** start of Extracted entries **
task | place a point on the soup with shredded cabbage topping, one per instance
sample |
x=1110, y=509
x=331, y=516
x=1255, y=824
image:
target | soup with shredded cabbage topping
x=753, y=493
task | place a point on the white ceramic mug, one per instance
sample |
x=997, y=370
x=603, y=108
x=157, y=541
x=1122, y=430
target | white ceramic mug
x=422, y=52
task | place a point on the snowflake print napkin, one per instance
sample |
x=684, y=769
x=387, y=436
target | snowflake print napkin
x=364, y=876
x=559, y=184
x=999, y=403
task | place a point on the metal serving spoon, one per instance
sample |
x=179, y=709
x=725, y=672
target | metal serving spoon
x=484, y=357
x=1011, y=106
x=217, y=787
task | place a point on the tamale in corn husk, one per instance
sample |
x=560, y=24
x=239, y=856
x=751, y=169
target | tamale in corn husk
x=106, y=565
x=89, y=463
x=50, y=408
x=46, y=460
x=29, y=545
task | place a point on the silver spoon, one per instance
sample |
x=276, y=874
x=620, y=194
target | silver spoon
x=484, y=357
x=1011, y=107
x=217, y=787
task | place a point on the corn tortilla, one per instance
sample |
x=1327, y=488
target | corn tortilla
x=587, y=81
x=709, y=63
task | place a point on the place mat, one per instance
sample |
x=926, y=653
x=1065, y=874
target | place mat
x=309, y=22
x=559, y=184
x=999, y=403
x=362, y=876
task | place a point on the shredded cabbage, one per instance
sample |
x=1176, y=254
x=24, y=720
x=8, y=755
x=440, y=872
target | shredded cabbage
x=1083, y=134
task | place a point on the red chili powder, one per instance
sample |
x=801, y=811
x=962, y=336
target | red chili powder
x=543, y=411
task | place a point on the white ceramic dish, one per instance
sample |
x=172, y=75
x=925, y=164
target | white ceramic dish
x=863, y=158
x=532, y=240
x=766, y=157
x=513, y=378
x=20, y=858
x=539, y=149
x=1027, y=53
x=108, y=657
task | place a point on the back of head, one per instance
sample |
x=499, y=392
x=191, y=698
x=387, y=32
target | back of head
** end of Extracted entries **
**Instructions for the task:** Please quote nothing but the lines from the line with "task | place a point on the metal" through the end of the data above, exactly as written, ends included.

**Response below:**
task | place a point on the metal serving spoon, one per instance
sample |
x=179, y=709
x=725, y=672
target | metal serving spoon
x=484, y=357
x=1011, y=106
x=217, y=787
task | place a point on the tamale in corn husk, one per instance
sample |
x=560, y=24
x=239, y=856
x=751, y=169
target | tamale in corn husk
x=106, y=565
x=89, y=463
x=50, y=408
x=46, y=460
x=29, y=545
task | place a point on the silver spoon, one per instance
sample |
x=276, y=874
x=620, y=194
target | silver spoon
x=484, y=357
x=1011, y=107
x=217, y=787
task | place a point on the corn tortilla, one per instance
sample |
x=1327, y=488
target | corn tortilla
x=587, y=81
x=709, y=63
task | place a point on the place mat, one per instance
sample |
x=926, y=653
x=1065, y=874
target | place mat
x=309, y=22
x=559, y=184
x=999, y=403
x=362, y=876
task | place a point on the shredded cabbage, one per instance
sample |
x=1176, y=254
x=24, y=720
x=8, y=755
x=440, y=872
target | shredded cabbage
x=1083, y=134
task | place a point on the red chili powder, one per instance
sample |
x=801, y=811
x=962, y=336
target | red chili powder
x=543, y=411
task | place a point on the white ceramic dish, one per instance
sample |
x=172, y=75
x=925, y=164
target | white ceramic dish
x=863, y=158
x=532, y=240
x=766, y=157
x=513, y=378
x=20, y=858
x=539, y=149
x=1027, y=53
x=108, y=657
task | place a point on the back of head, one per instance
sample |
x=499, y=392
x=191, y=698
x=387, y=32
target | back of head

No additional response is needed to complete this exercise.